L’événement du 2 août 1914, dont les médias français se gardent bien de parler

par Thierry SALADIN
lundi 4 août 2014

Il est bien connu, surtout des lecteurs d’Agora Vox, le média citoyen, que les médias classiques sont aux ordres. Aux ordres, c’est-à-dire qu’ils ne véhiculent qu’une information conforme à ce qu’il est convenu de dire, une information conforme à la pensée dominante qui, elle, est exclusive. Une information choisie en fonction de critères divers dont la géopolitique et l’intérêt marchand ne sont en aucun cas étrangers. C’est ainsi que l’on manipule les masses, et c’est pourquoi, ici un marchand d’armes, là un empire de la construction d’ouvrages, pour ne parler que de notre pays, la France, se sont empressés dans les années quatre-vingt d’acheter ce que l’État avait décidé de privatiser afin de pouvoir transmettre "la bonne parole".

Ainsi, nous vivons une époque dans laquelle tout se passe comme si ce dont on ne parle pas n’existait pas. Et pourtant...

Et pourtant, mis à part les lecteurs d’Agora Vox, qui saura que le 2 août 1914 débutait un événement de portée mondiale à Paris, la Ville lumière ?

Un de mes amis, Pierre Dieumegard, a rédigé un article que j’estime nécessaire de porter à la connaissance des lecteurs du média citoyen. C’est ainsi qu’avec son autorisation je vous le soumets tel quel.

Août 1914 à Paris : le congrès qui n'a jamais eu lieu.

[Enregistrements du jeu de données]
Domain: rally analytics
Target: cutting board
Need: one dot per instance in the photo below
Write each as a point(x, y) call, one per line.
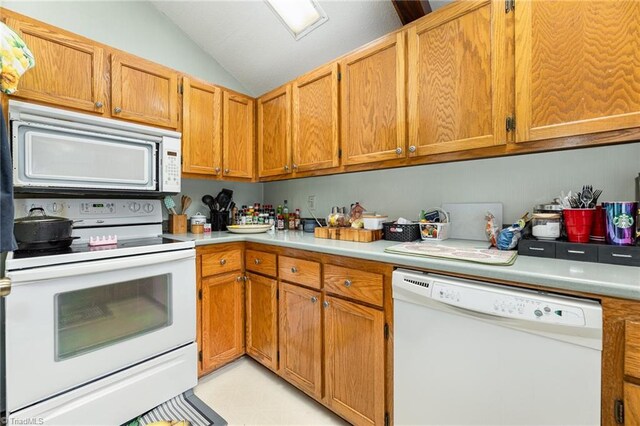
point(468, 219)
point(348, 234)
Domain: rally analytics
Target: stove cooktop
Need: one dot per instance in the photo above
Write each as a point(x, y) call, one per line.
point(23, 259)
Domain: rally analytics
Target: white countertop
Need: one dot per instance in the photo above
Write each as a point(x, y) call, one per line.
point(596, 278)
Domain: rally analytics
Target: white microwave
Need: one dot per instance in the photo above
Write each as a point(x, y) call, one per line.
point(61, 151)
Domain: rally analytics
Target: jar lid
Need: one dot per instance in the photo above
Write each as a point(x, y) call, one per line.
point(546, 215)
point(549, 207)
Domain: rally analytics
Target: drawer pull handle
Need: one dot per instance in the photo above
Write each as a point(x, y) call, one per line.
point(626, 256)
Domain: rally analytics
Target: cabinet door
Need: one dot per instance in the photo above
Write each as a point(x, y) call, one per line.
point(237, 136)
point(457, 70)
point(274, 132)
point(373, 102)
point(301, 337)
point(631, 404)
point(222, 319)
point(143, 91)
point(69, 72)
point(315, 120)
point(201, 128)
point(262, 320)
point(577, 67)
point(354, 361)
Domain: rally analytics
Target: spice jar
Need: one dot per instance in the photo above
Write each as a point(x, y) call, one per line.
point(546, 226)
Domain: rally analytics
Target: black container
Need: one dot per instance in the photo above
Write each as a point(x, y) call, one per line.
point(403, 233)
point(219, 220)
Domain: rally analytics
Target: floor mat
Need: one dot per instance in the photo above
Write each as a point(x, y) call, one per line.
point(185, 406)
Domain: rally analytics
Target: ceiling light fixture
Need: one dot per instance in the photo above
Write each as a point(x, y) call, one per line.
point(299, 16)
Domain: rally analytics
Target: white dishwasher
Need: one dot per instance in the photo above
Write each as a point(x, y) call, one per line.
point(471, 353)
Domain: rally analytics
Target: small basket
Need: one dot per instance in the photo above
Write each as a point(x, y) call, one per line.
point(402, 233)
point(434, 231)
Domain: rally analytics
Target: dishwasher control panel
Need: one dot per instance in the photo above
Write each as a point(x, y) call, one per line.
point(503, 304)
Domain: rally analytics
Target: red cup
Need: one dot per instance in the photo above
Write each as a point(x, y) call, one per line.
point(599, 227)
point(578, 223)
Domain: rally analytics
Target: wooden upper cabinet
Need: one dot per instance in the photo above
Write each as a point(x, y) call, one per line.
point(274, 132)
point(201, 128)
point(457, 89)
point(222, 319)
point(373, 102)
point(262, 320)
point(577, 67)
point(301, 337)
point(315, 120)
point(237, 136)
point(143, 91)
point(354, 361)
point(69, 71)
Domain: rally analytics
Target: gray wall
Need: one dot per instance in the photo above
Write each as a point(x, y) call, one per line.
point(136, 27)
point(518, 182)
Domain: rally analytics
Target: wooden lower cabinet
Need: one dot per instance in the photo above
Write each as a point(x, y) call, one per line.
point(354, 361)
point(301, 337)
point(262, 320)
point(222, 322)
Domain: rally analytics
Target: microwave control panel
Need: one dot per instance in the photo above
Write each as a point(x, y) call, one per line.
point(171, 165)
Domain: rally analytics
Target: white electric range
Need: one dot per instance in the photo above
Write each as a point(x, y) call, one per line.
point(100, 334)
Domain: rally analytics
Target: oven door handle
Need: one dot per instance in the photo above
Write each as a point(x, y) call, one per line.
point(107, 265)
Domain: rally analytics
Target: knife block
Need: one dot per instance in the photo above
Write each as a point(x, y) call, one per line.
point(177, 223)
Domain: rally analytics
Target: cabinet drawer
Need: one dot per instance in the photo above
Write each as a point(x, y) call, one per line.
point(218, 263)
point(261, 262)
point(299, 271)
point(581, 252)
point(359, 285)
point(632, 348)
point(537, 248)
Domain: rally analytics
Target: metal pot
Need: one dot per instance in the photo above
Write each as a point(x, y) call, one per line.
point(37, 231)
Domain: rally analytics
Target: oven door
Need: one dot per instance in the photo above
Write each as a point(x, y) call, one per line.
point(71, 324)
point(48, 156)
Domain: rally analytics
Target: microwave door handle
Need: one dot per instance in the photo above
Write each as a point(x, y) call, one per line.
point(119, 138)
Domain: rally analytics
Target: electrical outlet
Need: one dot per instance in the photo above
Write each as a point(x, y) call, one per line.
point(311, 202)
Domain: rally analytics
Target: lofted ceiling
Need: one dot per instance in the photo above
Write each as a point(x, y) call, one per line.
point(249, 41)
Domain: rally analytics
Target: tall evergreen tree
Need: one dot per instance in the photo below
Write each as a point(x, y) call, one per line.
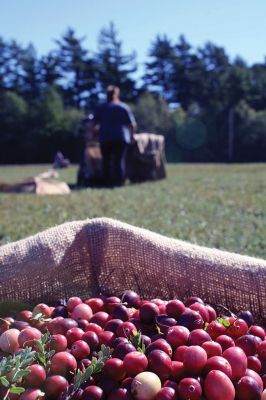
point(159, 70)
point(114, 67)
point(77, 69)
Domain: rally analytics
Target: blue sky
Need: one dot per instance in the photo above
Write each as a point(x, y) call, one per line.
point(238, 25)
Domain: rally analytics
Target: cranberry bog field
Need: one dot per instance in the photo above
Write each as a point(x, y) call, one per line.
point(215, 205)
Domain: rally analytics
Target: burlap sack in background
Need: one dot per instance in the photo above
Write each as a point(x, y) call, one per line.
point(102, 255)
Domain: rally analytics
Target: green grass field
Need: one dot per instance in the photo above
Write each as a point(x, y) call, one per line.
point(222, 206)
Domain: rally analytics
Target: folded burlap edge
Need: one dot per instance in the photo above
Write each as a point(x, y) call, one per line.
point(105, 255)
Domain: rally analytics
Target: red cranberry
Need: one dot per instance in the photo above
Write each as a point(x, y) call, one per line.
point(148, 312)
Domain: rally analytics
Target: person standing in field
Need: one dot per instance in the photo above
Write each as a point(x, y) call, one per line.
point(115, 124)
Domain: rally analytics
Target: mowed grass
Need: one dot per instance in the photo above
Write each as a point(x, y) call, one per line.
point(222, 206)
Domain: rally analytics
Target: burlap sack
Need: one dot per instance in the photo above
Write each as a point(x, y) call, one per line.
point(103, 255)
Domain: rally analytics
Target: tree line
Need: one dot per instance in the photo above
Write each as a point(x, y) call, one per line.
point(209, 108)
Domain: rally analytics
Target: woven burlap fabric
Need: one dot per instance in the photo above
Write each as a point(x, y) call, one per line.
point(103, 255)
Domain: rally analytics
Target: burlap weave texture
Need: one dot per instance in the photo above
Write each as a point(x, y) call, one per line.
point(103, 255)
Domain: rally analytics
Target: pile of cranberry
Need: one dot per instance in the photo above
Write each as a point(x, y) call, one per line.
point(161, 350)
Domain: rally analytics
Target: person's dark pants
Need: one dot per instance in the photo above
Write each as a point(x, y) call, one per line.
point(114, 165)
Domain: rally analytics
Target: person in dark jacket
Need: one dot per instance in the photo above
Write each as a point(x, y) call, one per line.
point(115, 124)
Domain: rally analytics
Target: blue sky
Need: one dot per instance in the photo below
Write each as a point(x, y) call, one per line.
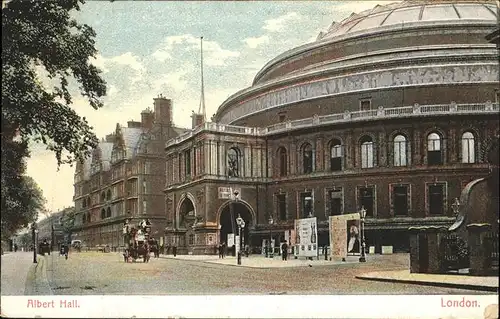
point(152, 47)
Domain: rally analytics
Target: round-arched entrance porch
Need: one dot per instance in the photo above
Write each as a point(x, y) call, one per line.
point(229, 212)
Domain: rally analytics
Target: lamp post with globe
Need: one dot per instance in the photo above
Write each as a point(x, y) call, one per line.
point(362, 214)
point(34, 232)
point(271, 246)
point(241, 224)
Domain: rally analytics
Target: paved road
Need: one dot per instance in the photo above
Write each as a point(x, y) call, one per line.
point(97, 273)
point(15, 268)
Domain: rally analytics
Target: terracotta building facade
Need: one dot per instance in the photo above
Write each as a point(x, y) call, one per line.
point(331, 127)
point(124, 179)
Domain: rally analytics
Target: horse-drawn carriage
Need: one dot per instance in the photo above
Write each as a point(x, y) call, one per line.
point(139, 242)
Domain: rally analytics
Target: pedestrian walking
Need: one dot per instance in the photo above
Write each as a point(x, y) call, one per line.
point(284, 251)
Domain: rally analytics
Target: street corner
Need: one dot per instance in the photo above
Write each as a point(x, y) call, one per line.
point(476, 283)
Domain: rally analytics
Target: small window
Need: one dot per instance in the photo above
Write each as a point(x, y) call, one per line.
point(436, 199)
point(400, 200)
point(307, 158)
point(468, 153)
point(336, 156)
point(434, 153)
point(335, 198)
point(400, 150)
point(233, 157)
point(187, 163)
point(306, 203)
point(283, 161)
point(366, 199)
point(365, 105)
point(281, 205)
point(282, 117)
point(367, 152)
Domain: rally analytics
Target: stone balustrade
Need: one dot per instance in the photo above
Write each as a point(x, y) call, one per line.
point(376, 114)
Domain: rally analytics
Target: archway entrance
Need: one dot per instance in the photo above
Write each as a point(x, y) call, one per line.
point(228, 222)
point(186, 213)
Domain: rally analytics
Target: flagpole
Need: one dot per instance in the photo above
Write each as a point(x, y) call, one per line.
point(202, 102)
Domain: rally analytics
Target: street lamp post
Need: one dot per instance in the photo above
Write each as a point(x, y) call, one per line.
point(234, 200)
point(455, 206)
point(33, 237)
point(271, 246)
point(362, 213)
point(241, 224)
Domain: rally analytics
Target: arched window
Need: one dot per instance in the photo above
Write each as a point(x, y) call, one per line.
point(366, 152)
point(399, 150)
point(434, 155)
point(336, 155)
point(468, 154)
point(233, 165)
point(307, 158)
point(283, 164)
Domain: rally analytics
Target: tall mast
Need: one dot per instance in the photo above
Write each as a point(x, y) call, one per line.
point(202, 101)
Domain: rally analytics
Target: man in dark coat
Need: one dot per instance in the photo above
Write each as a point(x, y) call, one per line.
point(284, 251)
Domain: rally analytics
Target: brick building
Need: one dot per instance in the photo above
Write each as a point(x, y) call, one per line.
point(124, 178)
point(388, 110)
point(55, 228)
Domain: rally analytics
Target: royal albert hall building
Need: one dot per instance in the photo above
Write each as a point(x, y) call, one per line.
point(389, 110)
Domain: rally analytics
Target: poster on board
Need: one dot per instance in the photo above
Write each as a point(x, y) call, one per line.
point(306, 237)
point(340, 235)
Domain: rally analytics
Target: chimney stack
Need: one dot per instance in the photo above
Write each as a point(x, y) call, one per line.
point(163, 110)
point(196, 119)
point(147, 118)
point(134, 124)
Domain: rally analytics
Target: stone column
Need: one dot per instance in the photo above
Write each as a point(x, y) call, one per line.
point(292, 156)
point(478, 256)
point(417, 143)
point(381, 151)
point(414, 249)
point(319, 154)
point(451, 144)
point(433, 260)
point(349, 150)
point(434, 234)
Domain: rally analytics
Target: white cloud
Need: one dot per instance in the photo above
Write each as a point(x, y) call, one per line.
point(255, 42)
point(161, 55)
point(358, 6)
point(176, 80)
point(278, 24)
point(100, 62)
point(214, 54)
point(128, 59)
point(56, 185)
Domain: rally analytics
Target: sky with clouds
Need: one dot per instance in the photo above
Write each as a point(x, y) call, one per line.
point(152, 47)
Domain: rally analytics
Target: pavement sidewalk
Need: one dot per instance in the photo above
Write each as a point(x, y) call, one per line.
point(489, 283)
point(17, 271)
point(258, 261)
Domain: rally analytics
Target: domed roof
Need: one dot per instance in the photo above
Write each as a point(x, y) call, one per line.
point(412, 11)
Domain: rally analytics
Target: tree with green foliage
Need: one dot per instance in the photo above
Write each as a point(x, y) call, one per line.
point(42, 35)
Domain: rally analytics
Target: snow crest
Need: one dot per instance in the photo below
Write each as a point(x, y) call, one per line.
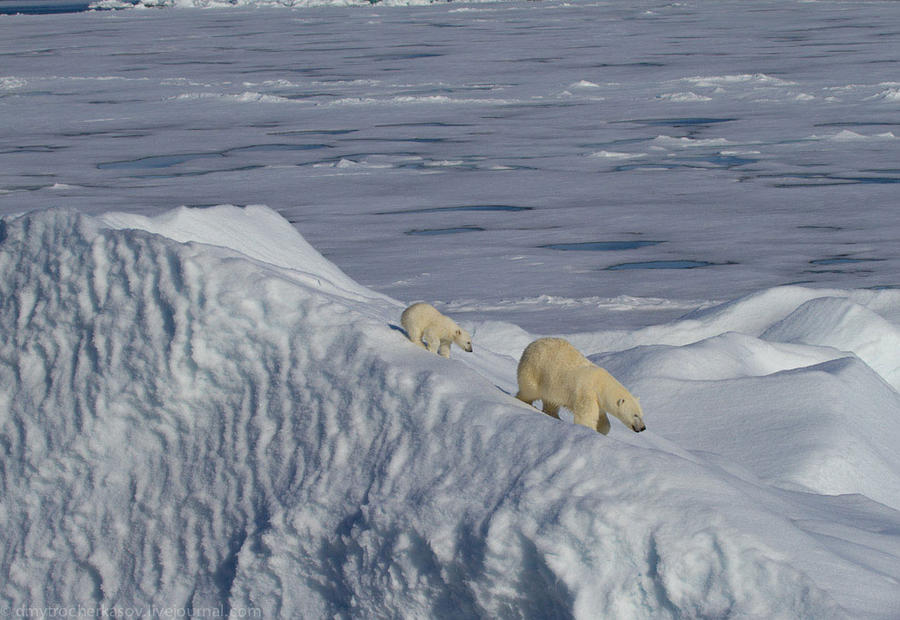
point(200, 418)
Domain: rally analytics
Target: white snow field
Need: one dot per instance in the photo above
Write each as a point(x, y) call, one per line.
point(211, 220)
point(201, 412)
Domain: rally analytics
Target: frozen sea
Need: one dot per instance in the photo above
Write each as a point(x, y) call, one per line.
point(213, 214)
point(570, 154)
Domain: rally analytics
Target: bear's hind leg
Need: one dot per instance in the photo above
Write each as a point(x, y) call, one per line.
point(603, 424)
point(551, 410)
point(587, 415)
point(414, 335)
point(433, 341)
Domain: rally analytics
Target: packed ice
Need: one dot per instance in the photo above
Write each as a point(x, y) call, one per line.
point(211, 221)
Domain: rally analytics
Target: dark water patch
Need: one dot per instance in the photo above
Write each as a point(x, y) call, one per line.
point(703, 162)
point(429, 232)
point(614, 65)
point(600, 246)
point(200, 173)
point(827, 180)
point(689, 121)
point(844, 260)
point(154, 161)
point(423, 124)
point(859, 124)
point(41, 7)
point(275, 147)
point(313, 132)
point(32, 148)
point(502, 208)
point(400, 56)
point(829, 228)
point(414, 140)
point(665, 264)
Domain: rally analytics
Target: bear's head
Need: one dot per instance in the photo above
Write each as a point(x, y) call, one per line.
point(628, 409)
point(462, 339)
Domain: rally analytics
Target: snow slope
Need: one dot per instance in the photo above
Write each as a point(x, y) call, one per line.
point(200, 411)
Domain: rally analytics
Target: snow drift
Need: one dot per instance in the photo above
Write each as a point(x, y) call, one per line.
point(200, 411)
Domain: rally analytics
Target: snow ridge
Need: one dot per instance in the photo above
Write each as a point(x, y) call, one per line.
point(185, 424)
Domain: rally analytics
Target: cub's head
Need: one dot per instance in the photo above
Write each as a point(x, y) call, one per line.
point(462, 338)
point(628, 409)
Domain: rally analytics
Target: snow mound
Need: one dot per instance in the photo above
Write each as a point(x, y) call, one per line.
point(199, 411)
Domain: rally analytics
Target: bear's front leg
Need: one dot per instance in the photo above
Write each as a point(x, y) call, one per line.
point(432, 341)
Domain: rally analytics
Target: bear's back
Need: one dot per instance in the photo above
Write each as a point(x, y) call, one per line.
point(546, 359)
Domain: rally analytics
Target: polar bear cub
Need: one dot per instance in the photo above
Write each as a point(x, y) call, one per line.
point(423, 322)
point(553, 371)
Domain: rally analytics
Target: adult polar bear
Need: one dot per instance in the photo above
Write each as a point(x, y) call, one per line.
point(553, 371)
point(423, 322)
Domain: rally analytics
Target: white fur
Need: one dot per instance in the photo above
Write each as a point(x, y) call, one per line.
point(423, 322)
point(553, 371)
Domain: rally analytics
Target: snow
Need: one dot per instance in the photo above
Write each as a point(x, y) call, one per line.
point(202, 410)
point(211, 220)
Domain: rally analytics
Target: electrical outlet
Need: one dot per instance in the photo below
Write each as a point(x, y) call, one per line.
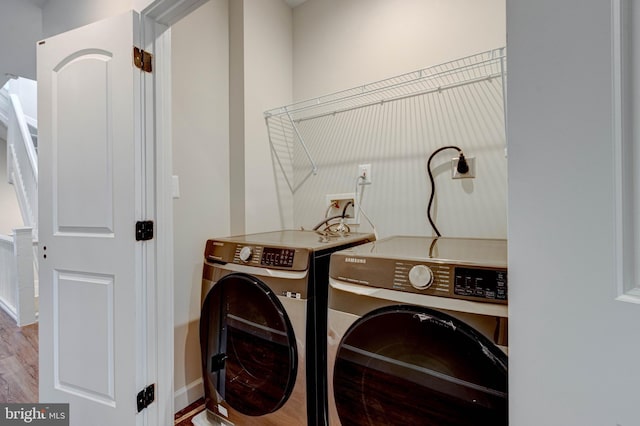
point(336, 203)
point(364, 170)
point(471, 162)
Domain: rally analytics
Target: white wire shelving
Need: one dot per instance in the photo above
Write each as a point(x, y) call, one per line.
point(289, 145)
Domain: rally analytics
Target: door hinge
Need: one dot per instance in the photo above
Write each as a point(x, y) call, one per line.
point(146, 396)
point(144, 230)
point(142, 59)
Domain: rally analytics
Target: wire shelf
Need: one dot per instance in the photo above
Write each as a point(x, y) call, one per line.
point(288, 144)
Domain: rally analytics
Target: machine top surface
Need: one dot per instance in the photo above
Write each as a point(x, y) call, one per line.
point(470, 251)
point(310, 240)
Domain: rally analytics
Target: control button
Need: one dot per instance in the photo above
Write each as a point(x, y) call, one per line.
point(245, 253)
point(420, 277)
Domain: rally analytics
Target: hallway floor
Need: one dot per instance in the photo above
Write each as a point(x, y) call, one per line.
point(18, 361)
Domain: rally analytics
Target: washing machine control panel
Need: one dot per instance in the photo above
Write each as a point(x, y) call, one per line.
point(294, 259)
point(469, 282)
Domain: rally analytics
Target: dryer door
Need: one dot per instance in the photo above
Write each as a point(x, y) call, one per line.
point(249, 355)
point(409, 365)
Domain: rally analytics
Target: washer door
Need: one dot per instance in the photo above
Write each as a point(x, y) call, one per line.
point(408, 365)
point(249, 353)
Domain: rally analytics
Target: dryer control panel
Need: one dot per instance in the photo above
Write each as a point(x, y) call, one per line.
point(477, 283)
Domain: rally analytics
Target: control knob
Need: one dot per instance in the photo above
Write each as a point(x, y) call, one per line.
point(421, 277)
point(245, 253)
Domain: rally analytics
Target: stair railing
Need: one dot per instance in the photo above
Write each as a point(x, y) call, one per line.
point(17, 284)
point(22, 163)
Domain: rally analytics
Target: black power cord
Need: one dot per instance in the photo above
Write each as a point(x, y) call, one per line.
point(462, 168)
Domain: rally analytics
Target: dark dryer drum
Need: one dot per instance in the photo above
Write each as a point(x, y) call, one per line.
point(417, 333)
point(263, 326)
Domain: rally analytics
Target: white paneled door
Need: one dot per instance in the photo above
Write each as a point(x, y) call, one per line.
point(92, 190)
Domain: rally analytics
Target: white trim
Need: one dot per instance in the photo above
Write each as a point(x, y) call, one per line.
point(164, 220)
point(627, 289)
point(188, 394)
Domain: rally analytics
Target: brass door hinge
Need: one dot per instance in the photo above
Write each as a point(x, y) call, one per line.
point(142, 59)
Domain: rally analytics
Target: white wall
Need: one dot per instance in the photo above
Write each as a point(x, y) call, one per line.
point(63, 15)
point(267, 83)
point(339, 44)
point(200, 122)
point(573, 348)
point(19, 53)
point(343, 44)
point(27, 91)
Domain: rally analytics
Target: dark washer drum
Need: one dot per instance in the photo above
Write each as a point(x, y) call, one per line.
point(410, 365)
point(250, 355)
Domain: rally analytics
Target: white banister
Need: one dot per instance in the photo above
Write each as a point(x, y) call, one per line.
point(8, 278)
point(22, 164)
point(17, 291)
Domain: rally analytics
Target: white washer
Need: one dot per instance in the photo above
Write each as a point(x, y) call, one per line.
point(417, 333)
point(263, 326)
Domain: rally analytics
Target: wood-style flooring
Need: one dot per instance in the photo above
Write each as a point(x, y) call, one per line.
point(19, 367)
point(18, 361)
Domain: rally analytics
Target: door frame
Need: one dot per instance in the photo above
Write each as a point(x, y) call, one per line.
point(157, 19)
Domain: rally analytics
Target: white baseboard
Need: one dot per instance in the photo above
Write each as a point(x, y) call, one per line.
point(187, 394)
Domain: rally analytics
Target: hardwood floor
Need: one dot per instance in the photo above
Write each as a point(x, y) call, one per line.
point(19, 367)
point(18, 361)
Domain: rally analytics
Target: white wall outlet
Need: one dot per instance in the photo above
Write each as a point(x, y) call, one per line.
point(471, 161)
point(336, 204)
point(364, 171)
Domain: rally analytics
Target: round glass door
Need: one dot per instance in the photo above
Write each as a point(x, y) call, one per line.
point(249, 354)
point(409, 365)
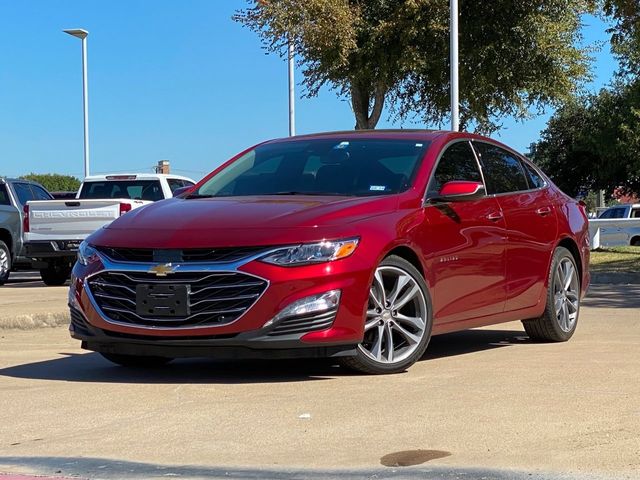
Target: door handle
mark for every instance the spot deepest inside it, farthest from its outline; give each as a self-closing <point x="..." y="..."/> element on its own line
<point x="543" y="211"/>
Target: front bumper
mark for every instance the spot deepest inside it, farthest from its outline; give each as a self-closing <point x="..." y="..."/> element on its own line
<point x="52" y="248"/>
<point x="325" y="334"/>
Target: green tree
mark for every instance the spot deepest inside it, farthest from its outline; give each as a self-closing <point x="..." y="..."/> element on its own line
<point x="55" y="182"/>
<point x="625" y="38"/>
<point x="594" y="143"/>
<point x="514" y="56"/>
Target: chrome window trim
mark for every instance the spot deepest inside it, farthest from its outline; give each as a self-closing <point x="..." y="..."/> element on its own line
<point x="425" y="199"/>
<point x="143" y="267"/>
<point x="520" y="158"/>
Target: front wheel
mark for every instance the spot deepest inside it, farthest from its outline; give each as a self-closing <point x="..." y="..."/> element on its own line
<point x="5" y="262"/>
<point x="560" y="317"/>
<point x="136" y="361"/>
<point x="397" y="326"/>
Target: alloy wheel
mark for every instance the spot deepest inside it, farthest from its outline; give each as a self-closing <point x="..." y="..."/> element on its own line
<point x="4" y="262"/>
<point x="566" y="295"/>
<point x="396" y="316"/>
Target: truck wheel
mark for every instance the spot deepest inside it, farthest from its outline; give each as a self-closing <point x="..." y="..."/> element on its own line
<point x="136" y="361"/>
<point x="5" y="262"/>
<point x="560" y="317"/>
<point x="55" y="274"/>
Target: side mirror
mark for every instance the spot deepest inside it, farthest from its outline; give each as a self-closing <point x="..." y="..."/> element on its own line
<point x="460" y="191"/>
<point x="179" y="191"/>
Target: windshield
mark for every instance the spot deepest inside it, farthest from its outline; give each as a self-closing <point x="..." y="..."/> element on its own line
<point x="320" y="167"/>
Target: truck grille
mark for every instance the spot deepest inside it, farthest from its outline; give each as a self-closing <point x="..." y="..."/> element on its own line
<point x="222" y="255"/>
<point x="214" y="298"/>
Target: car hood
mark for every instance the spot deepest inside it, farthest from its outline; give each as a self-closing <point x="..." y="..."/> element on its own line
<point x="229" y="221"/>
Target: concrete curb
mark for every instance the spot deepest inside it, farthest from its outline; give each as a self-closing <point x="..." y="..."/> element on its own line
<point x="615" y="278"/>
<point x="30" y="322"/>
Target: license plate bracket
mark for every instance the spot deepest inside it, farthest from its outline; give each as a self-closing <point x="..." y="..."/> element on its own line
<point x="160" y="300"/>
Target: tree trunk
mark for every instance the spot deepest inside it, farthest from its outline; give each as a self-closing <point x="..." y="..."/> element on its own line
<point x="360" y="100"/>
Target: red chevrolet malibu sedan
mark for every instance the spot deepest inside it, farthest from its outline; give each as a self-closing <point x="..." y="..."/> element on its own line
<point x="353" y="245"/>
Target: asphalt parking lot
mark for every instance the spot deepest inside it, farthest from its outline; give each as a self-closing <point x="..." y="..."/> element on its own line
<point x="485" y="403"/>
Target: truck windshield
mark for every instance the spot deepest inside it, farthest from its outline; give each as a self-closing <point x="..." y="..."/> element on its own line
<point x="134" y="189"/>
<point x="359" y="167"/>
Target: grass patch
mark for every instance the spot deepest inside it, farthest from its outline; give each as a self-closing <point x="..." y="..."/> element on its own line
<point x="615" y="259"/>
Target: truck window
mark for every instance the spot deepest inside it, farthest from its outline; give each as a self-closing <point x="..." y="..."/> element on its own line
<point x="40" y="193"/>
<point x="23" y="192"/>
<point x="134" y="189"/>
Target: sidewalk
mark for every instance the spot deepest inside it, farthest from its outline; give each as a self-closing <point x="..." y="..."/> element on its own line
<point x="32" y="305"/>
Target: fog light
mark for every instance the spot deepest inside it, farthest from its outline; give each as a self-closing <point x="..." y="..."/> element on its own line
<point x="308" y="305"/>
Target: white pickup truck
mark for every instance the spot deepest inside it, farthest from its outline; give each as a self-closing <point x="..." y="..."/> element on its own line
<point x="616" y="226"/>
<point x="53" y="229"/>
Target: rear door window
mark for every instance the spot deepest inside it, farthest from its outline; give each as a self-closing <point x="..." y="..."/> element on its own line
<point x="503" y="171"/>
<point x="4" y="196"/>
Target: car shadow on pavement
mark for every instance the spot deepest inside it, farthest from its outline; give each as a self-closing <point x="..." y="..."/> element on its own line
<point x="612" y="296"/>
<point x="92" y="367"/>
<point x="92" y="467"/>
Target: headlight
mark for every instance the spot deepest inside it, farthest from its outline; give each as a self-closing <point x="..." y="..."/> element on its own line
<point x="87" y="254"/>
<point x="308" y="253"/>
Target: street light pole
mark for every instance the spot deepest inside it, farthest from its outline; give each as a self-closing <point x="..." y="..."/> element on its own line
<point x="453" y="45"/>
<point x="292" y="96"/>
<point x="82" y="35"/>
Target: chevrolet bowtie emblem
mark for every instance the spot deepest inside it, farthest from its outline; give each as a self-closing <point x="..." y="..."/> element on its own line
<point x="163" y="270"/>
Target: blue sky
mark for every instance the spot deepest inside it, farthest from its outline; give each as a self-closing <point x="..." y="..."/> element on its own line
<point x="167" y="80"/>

● **Consignes**:
A – Dans l'extrait consacré aux médias, reproduisez le passage compris entre « Il est bien » et « pas. Et pourtant... », bornes incluses, en remplaçant « médias classiques » par « médias traditionnels ».
B – D'après l'extrait consacré aux médias, quel ami de l'auteur a rédigé l'article soumis aux lecteurs ?
La consultation des enregistrements n'est pas nécessaire.

● **Résultats par consigne**:
A –
Il est bien connu, surtout des lecteurs d’Agora Vox, le média citoyen, que les médias traditionnels sont aux ordres. Aux ordres, c’est-à-dire qu’ils ne véhiculent qu’une information conforme à ce qu’il est convenu de dire, une information conforme à la pensée dominante qui, elle, est exclusive. Une information choisie en fonction de critères divers dont la géopolitique et l’intérêt marchand ne sont en aucun cas étrangers. C’est ainsi que l’on manipule les masses, et c’est pourquoi, ici un marchand d’armes, là un empire de la construction d’ouvrages, pour ne parler que de notre pays, la France, se sont empressés dans les années quatre-vingt d’acheter ce que l’État avait décidé de privatiser afin de pouvoir transmettre "la bonne parole".

Ainsi, nous vivons une époque dans laquelle tout se passe comme si ce dont on ne parle pas n’existait pas. Et pourtant...

B – Pierre Dieumegard